Please turn the lines below into a Markdown table with the columns "Row" and "Line," giving each line its number in order. Skip any blank lines.
## BEGIN Material provided
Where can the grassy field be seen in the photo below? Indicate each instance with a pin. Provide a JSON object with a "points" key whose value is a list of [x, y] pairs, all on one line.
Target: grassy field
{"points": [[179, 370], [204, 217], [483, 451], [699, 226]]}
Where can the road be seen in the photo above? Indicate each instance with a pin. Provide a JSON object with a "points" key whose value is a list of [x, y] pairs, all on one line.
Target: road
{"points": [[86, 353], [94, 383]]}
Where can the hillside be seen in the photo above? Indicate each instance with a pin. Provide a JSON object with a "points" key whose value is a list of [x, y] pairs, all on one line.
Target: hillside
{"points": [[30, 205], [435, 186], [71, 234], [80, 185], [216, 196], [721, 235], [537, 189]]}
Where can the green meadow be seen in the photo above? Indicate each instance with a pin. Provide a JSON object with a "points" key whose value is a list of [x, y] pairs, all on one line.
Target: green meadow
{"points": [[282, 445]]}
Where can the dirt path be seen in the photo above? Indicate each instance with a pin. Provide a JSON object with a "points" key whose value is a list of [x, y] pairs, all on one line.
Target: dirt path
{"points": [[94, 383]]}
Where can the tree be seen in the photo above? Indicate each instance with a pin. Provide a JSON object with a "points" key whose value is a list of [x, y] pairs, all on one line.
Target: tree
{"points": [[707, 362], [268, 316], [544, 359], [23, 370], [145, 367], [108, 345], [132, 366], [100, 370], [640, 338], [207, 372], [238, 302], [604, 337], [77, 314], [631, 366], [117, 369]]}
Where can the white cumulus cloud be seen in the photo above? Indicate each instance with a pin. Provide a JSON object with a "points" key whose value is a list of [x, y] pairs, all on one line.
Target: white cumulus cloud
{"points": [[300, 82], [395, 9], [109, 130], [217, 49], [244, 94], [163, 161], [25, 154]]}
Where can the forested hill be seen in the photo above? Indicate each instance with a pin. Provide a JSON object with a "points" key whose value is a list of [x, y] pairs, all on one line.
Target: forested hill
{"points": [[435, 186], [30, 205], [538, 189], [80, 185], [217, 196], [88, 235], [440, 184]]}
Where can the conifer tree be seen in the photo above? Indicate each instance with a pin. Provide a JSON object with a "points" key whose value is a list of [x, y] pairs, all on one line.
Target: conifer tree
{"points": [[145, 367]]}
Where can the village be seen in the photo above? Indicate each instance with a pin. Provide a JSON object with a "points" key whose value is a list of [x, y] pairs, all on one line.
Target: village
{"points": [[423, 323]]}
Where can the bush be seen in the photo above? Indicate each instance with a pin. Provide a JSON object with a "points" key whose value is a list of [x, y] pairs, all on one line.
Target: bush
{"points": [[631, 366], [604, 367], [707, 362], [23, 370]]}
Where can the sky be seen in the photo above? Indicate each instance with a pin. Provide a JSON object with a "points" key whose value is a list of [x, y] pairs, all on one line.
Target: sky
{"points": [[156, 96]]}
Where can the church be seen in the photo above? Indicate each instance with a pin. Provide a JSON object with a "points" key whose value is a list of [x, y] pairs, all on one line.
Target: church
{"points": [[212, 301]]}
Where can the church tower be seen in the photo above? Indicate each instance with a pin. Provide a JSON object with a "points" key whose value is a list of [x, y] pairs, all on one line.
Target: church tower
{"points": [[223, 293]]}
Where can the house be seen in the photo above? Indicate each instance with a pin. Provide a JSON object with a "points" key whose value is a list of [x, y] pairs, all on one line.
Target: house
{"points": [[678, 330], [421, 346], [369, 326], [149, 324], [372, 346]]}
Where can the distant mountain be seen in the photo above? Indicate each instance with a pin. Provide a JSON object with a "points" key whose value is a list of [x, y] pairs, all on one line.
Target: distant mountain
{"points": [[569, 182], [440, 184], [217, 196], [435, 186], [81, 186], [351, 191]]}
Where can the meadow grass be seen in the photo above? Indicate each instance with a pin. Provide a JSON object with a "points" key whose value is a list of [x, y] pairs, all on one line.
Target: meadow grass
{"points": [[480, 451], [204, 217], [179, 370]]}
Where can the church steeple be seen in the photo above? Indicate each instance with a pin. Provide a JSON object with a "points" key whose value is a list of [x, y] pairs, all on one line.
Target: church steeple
## END Material provided
Right answer
| Row | Line |
|---|---|
| 1 | Where can the grassy field be seen in the photo below? Indicate each instance with a pin. Provide a JSON object with a "points" key whose value is a list of [x, y] pairs, all on one line. |
| 2 | Target: grassy field |
| 3 | {"points": [[179, 370], [204, 217], [483, 451], [699, 226]]} |
| 4 | Where can the road be seen in the photo above? Indicate each instance with a pin. Provide a JSON object with a "points" key whose value is a list of [x, y] pairs, all on one line. |
| 5 | Target: road |
| 6 | {"points": [[86, 353], [94, 383]]} |
| 7 | Where can the hillside be seen in the photo above? Indicate each instance with a pin. Provide a JSON object with a "points" key whose value is a list of [x, y] pairs, all on one line. |
| 8 | Target: hillside |
| 9 | {"points": [[30, 205], [435, 186], [71, 234], [80, 185], [216, 196], [721, 235], [537, 189]]} |
| 10 | Where can the green meadow be seen in the photo above? Indicate each instance with a pin. Provide a JSON object with a "points" key whose value is a list of [x, y] pairs, all on one line. |
| 11 | Target: green meadow |
| 12 | {"points": [[282, 445]]} |
| 13 | Where can the dirt path be seen in the photo above? Indicate each instance with a pin. Provide a JSON object with a "points" key whose value is a list of [x, y] pairs, all on one line. |
| 14 | Target: dirt path |
| 15 | {"points": [[94, 383]]} |
| 16 | Where can the tree be seen in the photo above? Indicate each instance with a pin. Provide a JSON object with a "points" key whose value is a list of [x, y] pairs, all on one line. |
| 17 | Target: tree |
| 18 | {"points": [[707, 362], [268, 316], [544, 359], [23, 370], [145, 367], [108, 345], [132, 366], [100, 370], [640, 338], [207, 372], [238, 302], [604, 337], [77, 314], [631, 366], [117, 369]]} |
| 19 | Where can the white cumulus cloud be seen in the photo above? Indicate each instance with a pin. Provide a JSON object with a "points" key whose value is a list of [x, y] pairs, all on one line. |
| 20 | Target: white cumulus cloud |
| 21 | {"points": [[300, 82], [395, 9], [109, 130], [217, 49], [244, 94], [163, 161], [25, 154]]} |
| 22 | Where can the forested hill be seen in the photo above? Indicate each instance with a pin. Provide a JSON object with a "points" key whose value is a list of [x, y] pairs, all on one line. |
| 23 | Target: forested hill |
| 24 | {"points": [[435, 186], [30, 205], [538, 189], [80, 185], [217, 196], [88, 235], [440, 184]]} |
| 25 | Where can the conifer tree be seen in the photo above? Indicate each instance with a pin. Provide a JSON object with a "points" key whose value is a list of [x, y] pairs, all on one line. |
| 26 | Target: conifer tree |
| 27 | {"points": [[145, 367]]} |
| 28 | Where can the village be seen in the photo above? Indicate each instance with a pin. Provide a JSON object with a "points" key whose value is a list of [x, y] pairs, all on one line. |
| 29 | Target: village |
| 30 | {"points": [[423, 323]]} |
| 31 | Where can the bush be seen in the photo above? Indicate each instance with a pin. Provide a JSON object with a "points" key whose value is a list of [x, y] pairs, all on one line. |
| 32 | Target: bush |
| 33 | {"points": [[631, 366], [604, 367], [707, 362], [23, 370]]} |
| 34 | Where can the sky be seen in the photo above? Indicate each instance with a pin. Provide a JSON object with a "points" key whose value is a list of [x, y] pairs, all on one line. |
| 35 | Target: sky |
| 36 | {"points": [[156, 96]]} |
| 37 | Where can the church be seen in the photo above? Indicate each instance with a pin. Provide a JSON object with a "points" key whose value is a list of [x, y] pairs, all on one line. |
| 38 | Target: church |
| 39 | {"points": [[212, 301]]} |
| 40 | Where can the church tower be seen in the photo above? Indicate each instance with a pin. Provide a JSON object with a "points" key whose value is a list of [x, y] pairs, all on one line. |
| 41 | Target: church tower |
| 42 | {"points": [[223, 293]]} |
| 43 | Where can the house be seen in the photo above? Indicate each instance with a pin. Provide a JSON object with a "points" key whose value is a list of [x, y] pairs, all on one line. |
| 44 | Target: house |
| 45 | {"points": [[678, 330], [421, 346], [369, 326], [149, 324], [372, 346]]} |
| 46 | Where can the distant mountain be seen in the photo above? Indicate each instance with a pin. Provide a JSON object with a "points" key whose value is a list of [x, y] pairs, all on one line. |
| 47 | Target: distant mountain |
| 48 | {"points": [[569, 182], [440, 184], [217, 196], [435, 186], [81, 186], [351, 191]]} |
| 49 | Where can the meadow grass be seen in the photo above? Indicate each instance with a pin. Provide a JSON object with a "points" key whose value is a list of [x, y] pairs, all on one line. |
| 50 | Target: meadow grass |
| 51 | {"points": [[480, 451], [204, 217], [179, 370]]} |
| 52 | Where can the church steeple be seen in the photo above? Indicate each instance with a pin. Provide a JSON object with a "points" key whose value is a list of [x, y] pairs, all on one line. |
| 53 | Target: church steeple |